● GOAL
Turn every line of the rows below into a Markdown table with the columns "No." and "Line," skipping blank lines. Omit the pictures from the table.

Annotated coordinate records
++++++++
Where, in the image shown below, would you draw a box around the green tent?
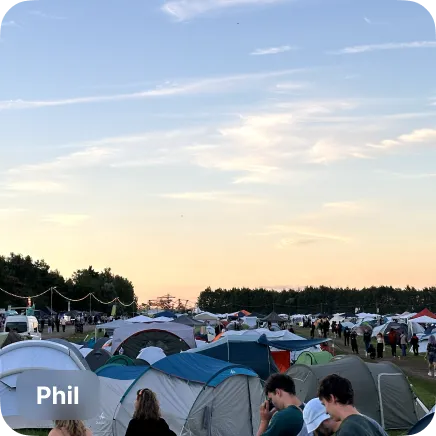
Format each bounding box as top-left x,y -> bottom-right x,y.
295,351 -> 333,365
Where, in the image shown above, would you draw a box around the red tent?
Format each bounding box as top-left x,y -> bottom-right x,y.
410,309 -> 436,319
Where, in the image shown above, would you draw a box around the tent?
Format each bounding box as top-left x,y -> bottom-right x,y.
137,347 -> 166,365
174,315 -> 204,327
188,335 -> 278,380
0,332 -> 24,348
295,351 -> 333,365
410,308 -> 436,322
0,341 -> 87,429
112,322 -> 196,359
106,354 -> 135,366
85,348 -> 112,372
85,365 -> 147,436
261,312 -> 285,324
112,353 -> 265,436
46,338 -> 90,369
287,356 -> 425,430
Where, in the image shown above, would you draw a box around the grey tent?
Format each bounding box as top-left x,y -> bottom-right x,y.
173,315 -> 204,327
287,356 -> 425,430
45,338 -> 90,369
85,348 -> 112,372
261,312 -> 285,323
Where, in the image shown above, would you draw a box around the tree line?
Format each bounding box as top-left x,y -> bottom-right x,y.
0,253 -> 137,313
198,286 -> 436,315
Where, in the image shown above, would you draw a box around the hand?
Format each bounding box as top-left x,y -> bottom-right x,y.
259,401 -> 276,422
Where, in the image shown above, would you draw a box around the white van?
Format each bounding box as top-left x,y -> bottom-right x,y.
4,315 -> 41,339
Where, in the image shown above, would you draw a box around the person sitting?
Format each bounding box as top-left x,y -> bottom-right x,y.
318,374 -> 388,436
48,420 -> 92,436
125,389 -> 176,436
257,374 -> 307,436
303,398 -> 340,436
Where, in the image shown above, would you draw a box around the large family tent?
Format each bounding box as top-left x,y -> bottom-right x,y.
113,353 -> 264,436
86,365 -> 147,436
295,351 -> 333,365
0,341 -> 87,429
85,348 -> 112,372
112,322 -> 196,359
288,356 -> 425,430
188,335 -> 278,380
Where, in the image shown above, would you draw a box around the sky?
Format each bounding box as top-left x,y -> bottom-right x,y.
0,0 -> 436,301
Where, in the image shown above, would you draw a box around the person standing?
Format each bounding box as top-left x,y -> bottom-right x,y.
377,333 -> 385,359
426,335 -> 436,377
344,327 -> 351,347
410,333 -> 419,356
350,330 -> 359,354
388,329 -> 397,357
257,374 -> 307,436
400,332 -> 407,357
318,374 -> 388,436
363,329 -> 371,356
61,316 -> 67,333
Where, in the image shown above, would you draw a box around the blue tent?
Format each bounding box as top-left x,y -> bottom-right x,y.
257,335 -> 331,351
186,335 -> 279,380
++++++++
● OUTPUT FOR THIS EXERCISE
| No. | Line |
|---|---|
| 1 | Where, in the image shown below, would you draw a box around the green tent? |
| 2 | Format each bounding box as top-left x,y -> bottom-right x,y. |
| 3 | 295,351 -> 333,365 |
| 4 | Where, in the image shown above, would you draw a box around the red tent? |
| 5 | Format each bounding box as top-left x,y -> bottom-right x,y. |
| 6 | 410,309 -> 436,319 |
| 7 | Where, in the image shown above, would you draw a box around the tent? |
| 8 | Format each bounding box as top-left x,y -> bottom-right x,y. |
| 9 | 137,347 -> 166,365 |
| 10 | 174,315 -> 204,327 |
| 11 | 188,335 -> 278,380 |
| 12 | 0,332 -> 24,348 |
| 13 | 295,351 -> 333,365 |
| 14 | 410,308 -> 436,322 |
| 15 | 0,341 -> 87,429 |
| 16 | 112,322 -> 196,359 |
| 17 | 106,354 -> 135,366 |
| 18 | 85,348 -> 112,372 |
| 19 | 85,365 -> 147,436 |
| 20 | 261,312 -> 285,324 |
| 21 | 112,353 -> 265,436 |
| 22 | 46,338 -> 90,369 |
| 23 | 287,356 -> 425,430 |
| 24 | Where, in the image shown above, would you draw a box around the grey tent? |
| 25 | Format each bounding box as top-left x,y -> bottom-right x,y. |
| 26 | 173,315 -> 204,327 |
| 27 | 287,356 -> 425,430 |
| 28 | 45,338 -> 90,369 |
| 29 | 85,348 -> 112,372 |
| 30 | 261,312 -> 285,323 |
| 31 | Where, in the image shown above, would you draw a box around the tree line? |
| 32 | Format each bounding box as top-left x,y -> bottom-right x,y. |
| 33 | 0,253 -> 137,313 |
| 34 | 198,286 -> 436,315 |
| 35 | Where, in the image shown above, would you draw a box around the hand? |
| 36 | Format each bounding box as top-left x,y -> bottom-right x,y. |
| 37 | 259,401 -> 276,422 |
| 38 | Where, in the image shown above, would you draw a box around the white van? |
| 39 | Format each bounding box as top-left x,y -> bottom-right x,y. |
| 40 | 4,315 -> 41,339 |
| 41 | Where, in the image shown above, would you draw a box around the person sitting? |
| 42 | Format each bounding box as top-left x,y -> bottom-right x,y. |
| 43 | 318,374 -> 388,436 |
| 44 | 48,420 -> 92,436 |
| 45 | 125,389 -> 176,436 |
| 46 | 257,374 -> 307,436 |
| 47 | 303,398 -> 340,436 |
| 48 | Where, in the image shown above, would you draw a box around the large family tent? |
| 49 | Format each bounding box as top-left x,y -> bottom-right x,y. |
| 50 | 113,353 -> 264,436 |
| 51 | 86,365 -> 147,436 |
| 52 | 295,351 -> 333,365 |
| 53 | 0,341 -> 87,429 |
| 54 | 85,348 -> 112,372 |
| 55 | 112,322 -> 196,359 |
| 56 | 288,356 -> 425,430 |
| 57 | 188,335 -> 278,380 |
| 58 | Where, in the image shown above, would you draw a box around the sky? |
| 59 | Format each bounding box as top-left x,y -> bottom-right x,y. |
| 60 | 0,0 -> 436,301 |
| 61 | Where, in the image shown above, would you draw a box around the person standing? |
| 62 | Format each bounding box as top-left x,y -> bottom-right x,y. |
| 63 | 377,333 -> 385,359 |
| 64 | 426,335 -> 436,377 |
| 65 | 344,327 -> 351,347 |
| 66 | 410,333 -> 419,356 |
| 67 | 350,330 -> 359,354 |
| 68 | 388,329 -> 397,357 |
| 69 | 257,374 -> 307,436 |
| 70 | 400,332 -> 407,357 |
| 71 | 318,374 -> 388,436 |
| 72 | 363,329 -> 371,356 |
| 73 | 61,316 -> 67,333 |
| 74 | Where, in the image shown above, would you draw a box around the blue tent? |
| 75 | Format each bounding box as top-left x,y -> bottom-right x,y. |
| 76 | 257,335 -> 331,351 |
| 77 | 186,335 -> 279,380 |